━━ DOCUMENT SEGMENT ━━
DrinkABLE

The following images are screenshots of the 3D CAD model of the prototype probe. The functions of each part are explained in the video.
Top view
Side view

Inspiration

Millions of people around the world suffer from a lack of sanitary water. This has caused a plethora of diseases to plague the people in these regions and has caused a delay in socio-economic development. It’s crucial that these individuals have access to identify whether the water they drink is clean. Families waste so much time finding water regardless of its purity level and consume it because they have no alternative. We have the obligation to help them strive for a greater tomorrow. We are DrinkABLE.

What it does

The drinkABLE solution utilizes a probe that is yet to be released. This probe would use various sensors and microscope cameras to identify the water quality values for various indicators, including Nitrate, dissolved oxygen, saturation, fecal coliform, pH, and the number of nitrates in ppm. These values can be acquired by citizens or health officials using our easy tutorial that was created using echoAR technology. After these values are attained, they will automatically run through our Java program to output a water quality percentage, which represents the quality of the water.

How we built it

DrinkAble was built with CAD software along with Java coding to create an algorithm that identifies the water quality index of any water source the sensor is placed into. The CAD software was used to create a probe that can be placed in water and will be able to sense different factors including nitrates, phosphates, temperature, and more. The probe does this by having an assortment of sensors that are activated when the probe is placed in the water. Along with the sensors that are attempting to detect bacteria, temperature, and other factors there is also a microscope that will be tied to an AI in the future allowing for easier detection of different substances in the water. Assuming that a user manual would need to be included in our product we decided to use echoAR to create a manual that would be virtually accessed on the sensor itself. Videos walking through the use of the sensor were pre-recorded and are linked to markers on the sensor itself allowing the user to access the manual modules at any time by using the phone’s camera to look at QR codes on the sensor itself. Lastly, the Java code was written in the Netbeans IDE.

Challenges we ran into

A major challenge we fest was the implementation of echoAR. For example, echoAR struggled to recognize our logo as a marker image to display a video on because it did not have enough key points. We also had to make changes to the concept of a virtual manual altogether when we realized that coding for interaction between virtual AR objects generated by echoAR requires a lot more than a basic understanding of Unity.

Accomplishments that we're proud of

We are proud of the fact that we have a genuine application for this product. According to UNICEF, 768 million people use unclean water. This product has the chance to change the scope of the water crisis.
━━━
▸ PROMPT A: According to the DrinkABLE project page, in which IDE was the Java code written?
▸ PROMPT B: Copy the passage of the DrinkABLE project page from "The drinkABLE solution" up to and including "of the water.".
▸ PROMPT C: Based on the DrinkABLE project page, explain why echoAR had trouble using the team's logo as a marker image.
━━ INFORMATION SUPPLIED ━━
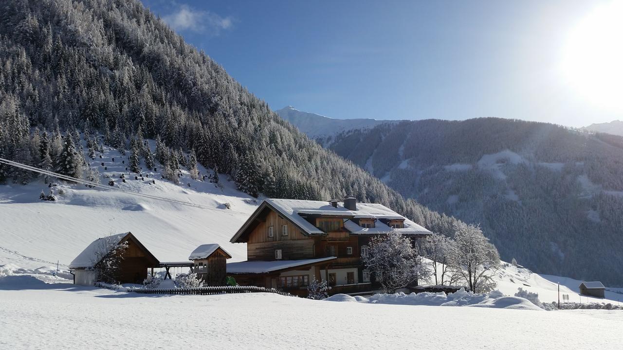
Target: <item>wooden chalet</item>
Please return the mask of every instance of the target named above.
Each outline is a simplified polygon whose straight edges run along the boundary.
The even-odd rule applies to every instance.
[[[580,294],[595,298],[606,297],[606,287],[598,281],[580,283]]]
[[[246,243],[247,261],[227,264],[240,285],[306,295],[313,279],[326,280],[331,294],[367,293],[373,280],[361,257],[371,237],[396,230],[426,237],[431,232],[378,204],[269,199],[231,240]]]
[[[126,242],[128,248],[122,253],[118,280],[121,283],[141,283],[147,278],[148,268],[159,267],[160,263],[153,255],[132,234],[126,232],[98,239],[92,242],[69,264],[74,275],[74,283],[77,285],[92,286],[97,278],[95,265],[100,262],[107,247]]]
[[[194,271],[209,286],[225,285],[227,260],[232,256],[218,244],[202,244],[191,253],[188,260]]]

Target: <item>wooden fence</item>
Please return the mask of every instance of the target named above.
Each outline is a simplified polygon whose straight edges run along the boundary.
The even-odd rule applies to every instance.
[[[289,293],[282,291],[273,288],[267,288],[255,286],[207,286],[193,288],[175,289],[135,289],[131,291],[140,294],[175,294],[175,295],[211,295],[215,294],[227,294],[232,293],[274,293],[287,296],[296,296]]]

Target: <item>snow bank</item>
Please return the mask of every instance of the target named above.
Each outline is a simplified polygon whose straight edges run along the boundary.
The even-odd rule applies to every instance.
[[[327,301],[356,301],[369,304],[391,304],[394,305],[426,305],[430,306],[475,306],[499,309],[541,310],[527,299],[517,296],[490,298],[487,294],[474,294],[461,288],[455,293],[419,293],[405,294],[375,294],[366,298],[353,297],[346,294],[336,294],[325,299]]]

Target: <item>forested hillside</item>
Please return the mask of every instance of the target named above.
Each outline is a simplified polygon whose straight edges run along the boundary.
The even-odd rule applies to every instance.
[[[623,285],[623,138],[430,120],[352,130],[330,148],[405,197],[480,223],[506,261]]]
[[[455,221],[309,140],[138,1],[2,1],[0,64],[0,157],[88,178],[63,146],[77,130],[133,158],[150,156],[141,138],[159,138],[172,178],[194,153],[252,196],[353,194],[435,231]],[[0,165],[0,181],[34,176]]]

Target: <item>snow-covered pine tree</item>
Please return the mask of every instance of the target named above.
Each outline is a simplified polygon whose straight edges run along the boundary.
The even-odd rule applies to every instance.
[[[82,159],[76,151],[71,133],[63,138],[60,154],[54,159],[54,171],[72,177],[79,177],[82,173]]]
[[[191,173],[191,178],[196,180],[199,179],[199,169],[197,169],[197,155],[194,149],[191,149],[191,154],[188,157],[188,170]]]
[[[140,173],[141,158],[139,154],[141,150],[139,148],[138,141],[134,138],[130,141],[130,170],[132,173]]]
[[[154,168],[154,156],[151,153],[151,148],[150,144],[146,141],[143,146],[143,156],[145,158],[145,166],[148,169],[153,169]]]

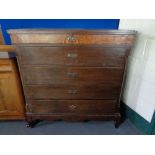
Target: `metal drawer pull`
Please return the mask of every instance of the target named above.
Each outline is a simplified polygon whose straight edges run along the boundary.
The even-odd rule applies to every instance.
[[[78,75],[78,73],[72,73],[72,72],[67,73],[67,76],[70,78],[75,78],[75,77],[77,77],[77,75]]]
[[[77,38],[75,36],[73,36],[73,35],[70,35],[70,36],[67,36],[67,40],[69,42],[75,42],[77,40]]]
[[[70,105],[70,106],[69,106],[69,109],[70,109],[70,110],[75,110],[75,109],[76,109],[76,106],[75,106],[75,105]]]
[[[68,53],[68,54],[67,54],[67,57],[68,57],[68,58],[73,58],[73,59],[75,59],[75,58],[77,58],[77,56],[78,56],[78,55],[77,55],[76,53]]]
[[[74,95],[77,94],[77,90],[68,90],[68,93]]]

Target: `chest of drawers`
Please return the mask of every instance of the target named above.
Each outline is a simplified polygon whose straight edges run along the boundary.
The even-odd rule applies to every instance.
[[[135,31],[9,30],[25,95],[26,118],[120,120],[120,95]]]

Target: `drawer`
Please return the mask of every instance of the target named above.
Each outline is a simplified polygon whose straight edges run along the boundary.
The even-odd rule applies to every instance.
[[[116,100],[28,100],[27,113],[33,114],[112,114]]]
[[[120,93],[120,84],[90,85],[24,85],[27,99],[113,99]]]
[[[132,44],[135,35],[117,34],[88,34],[85,32],[56,33],[16,33],[11,35],[13,44]]]
[[[122,67],[127,48],[122,47],[17,47],[21,64]]]
[[[25,84],[121,84],[123,69],[102,67],[23,66]]]

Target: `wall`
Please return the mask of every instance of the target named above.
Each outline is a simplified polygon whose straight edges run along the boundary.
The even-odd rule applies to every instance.
[[[81,28],[118,29],[119,19],[0,19],[5,42],[10,44],[7,29],[17,28]]]
[[[119,28],[139,32],[129,57],[122,100],[151,122],[155,110],[155,20],[120,20]]]

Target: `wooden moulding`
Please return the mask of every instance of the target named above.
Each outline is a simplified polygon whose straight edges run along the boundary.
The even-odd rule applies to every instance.
[[[13,45],[0,45],[0,52],[15,52],[15,50]]]

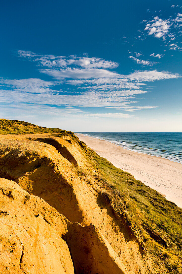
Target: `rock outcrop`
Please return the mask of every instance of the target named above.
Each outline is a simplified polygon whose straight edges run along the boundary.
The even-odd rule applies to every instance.
[[[78,139],[1,137],[0,273],[152,273]]]

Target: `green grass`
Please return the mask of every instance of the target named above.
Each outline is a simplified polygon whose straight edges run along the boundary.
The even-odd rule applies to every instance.
[[[142,233],[154,262],[164,264],[166,273],[182,273],[182,210],[130,173],[87,150],[90,162],[100,175],[98,180],[121,200],[124,217],[132,231]]]
[[[23,121],[0,119],[0,134],[61,134],[65,131],[60,129],[39,127]]]
[[[72,132],[23,121],[0,119],[0,134],[43,133],[61,138],[68,135],[80,145],[97,174],[89,172],[84,167],[73,166],[78,176],[90,183],[92,179],[96,179],[117,214],[131,232],[145,243],[154,264],[164,268],[164,273],[182,273],[182,210],[100,157]]]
━━━
▸ TASK SOLUTION A: The Netbeans IDE.

▸ TASK SOLUTION B:
The drinkABLE solution utilizes a probe that is yet to be released. This probe would use various sensors and microscope cameras to identify the water quality values for various indicators, including Nitrate, dissolved oxygen, saturation, fecal coliform, pH, and the number of nitrates in ppm. These values can be acquired by citizens or health officials using our easy tutorial that was created using echoAR technology. After these values are attained, they will automatically run through our Java program to output a water quality percentage, which represents the quality of the water.

▸ TASK SOLUTION C: echoAR struggled to recognize the logo as a marker image for displaying a video because the logo did not have enough key points.